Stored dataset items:
* * *
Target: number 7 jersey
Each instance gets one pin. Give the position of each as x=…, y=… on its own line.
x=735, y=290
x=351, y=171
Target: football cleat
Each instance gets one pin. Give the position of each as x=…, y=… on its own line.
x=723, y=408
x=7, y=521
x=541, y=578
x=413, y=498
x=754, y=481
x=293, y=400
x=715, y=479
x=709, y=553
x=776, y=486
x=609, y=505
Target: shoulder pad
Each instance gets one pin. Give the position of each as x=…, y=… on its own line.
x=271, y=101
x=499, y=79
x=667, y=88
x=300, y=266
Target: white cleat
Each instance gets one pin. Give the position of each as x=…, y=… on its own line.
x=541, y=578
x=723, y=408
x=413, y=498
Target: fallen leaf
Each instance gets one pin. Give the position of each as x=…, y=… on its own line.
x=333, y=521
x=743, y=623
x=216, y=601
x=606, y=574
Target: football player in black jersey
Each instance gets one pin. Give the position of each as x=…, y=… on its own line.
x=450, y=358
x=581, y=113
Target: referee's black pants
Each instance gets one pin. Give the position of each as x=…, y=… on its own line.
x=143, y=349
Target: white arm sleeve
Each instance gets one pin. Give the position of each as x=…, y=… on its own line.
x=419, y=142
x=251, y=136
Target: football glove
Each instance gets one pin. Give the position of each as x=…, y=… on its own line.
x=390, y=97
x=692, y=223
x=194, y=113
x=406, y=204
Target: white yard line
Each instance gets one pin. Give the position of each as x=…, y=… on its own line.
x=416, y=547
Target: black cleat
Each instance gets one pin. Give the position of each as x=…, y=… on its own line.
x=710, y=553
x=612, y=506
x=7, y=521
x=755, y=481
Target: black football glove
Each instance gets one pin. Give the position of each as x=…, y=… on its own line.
* * *
Present every line of the data above as a numbered list, omitting any blank lines.

PROBLEM SOLUTION ::
1. Target: number 7 jersey
2. Each instance gets one pin. Give the position of each as x=…, y=… on its own line.
3. x=735, y=290
4. x=351, y=171
5. Target: football cleat
6. Each instance gets one pin. Give the position of each as x=…, y=… on its own line.
7. x=723, y=408
8. x=7, y=521
9. x=541, y=578
10. x=413, y=498
11. x=754, y=481
12. x=293, y=400
13. x=715, y=479
14. x=709, y=553
15. x=776, y=486
16. x=609, y=505
17. Target: shoulder pad
18. Each instance gets one pin. Give the position of each as x=…, y=… on its own line.
19. x=271, y=101
20. x=499, y=79
21. x=667, y=88
22. x=300, y=266
23. Target: white cleat
24. Each instance gets one pin. Give the position of each as x=…, y=… on its own line.
25. x=541, y=578
26. x=723, y=408
27. x=413, y=498
28. Target: fallen leaf
29. Each instance gets one pin. Give the position of each as x=…, y=… on its own line.
30. x=333, y=521
31. x=743, y=623
32. x=216, y=601
33. x=606, y=574
34. Target: football player in black jersey
35. Each instance gets one pin. Give the position of each as x=…, y=… on its own line.
36. x=450, y=358
37. x=581, y=113
38. Target: referee's black pants
39. Each instance gets one pin. Give the position of each as x=…, y=… on its own line.
40. x=143, y=349
41. Target: white arm sleeve
42. Each instance gets one pin. Give the position of each as x=…, y=… on its own line.
43. x=419, y=142
44. x=251, y=136
45. Target: football glove
46. Each instance gets one pin. Give the position of each as x=…, y=… on its own line.
47. x=390, y=97
48. x=692, y=223
49. x=194, y=113
50. x=406, y=204
51. Target: white yard line
52. Each instance gets one pin. Give the position of each as x=…, y=… on its own line.
53. x=416, y=547
54. Target: black cleat
55. Each instance gets one pin. Give the position of each as x=…, y=… on its own line.
56. x=710, y=553
57. x=612, y=506
58. x=7, y=521
59. x=755, y=481
60. Target: black football glove
61. Each instance gets one pin. Give the position of each as x=…, y=… on its own line.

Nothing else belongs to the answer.